* [Problem description] All of the listing below must be repeated word for word. Pictures are the only thing to omit.

* [Data to use]
○ ○ ○ ○ ○ ○ ○
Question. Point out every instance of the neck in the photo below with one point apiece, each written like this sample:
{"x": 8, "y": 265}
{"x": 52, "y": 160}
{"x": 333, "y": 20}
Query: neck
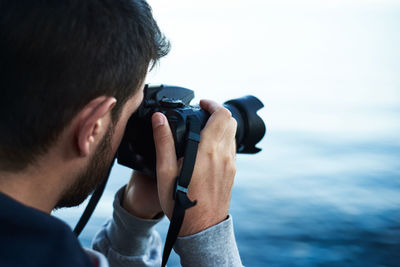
○ ○ ○ ○ ○ ○ ○
* [Solution to this exercise]
Question. Point out every instance of the neck in the photo below with one point apiece, each written like this sample:
{"x": 8, "y": 265}
{"x": 52, "y": 160}
{"x": 333, "y": 20}
Query: neck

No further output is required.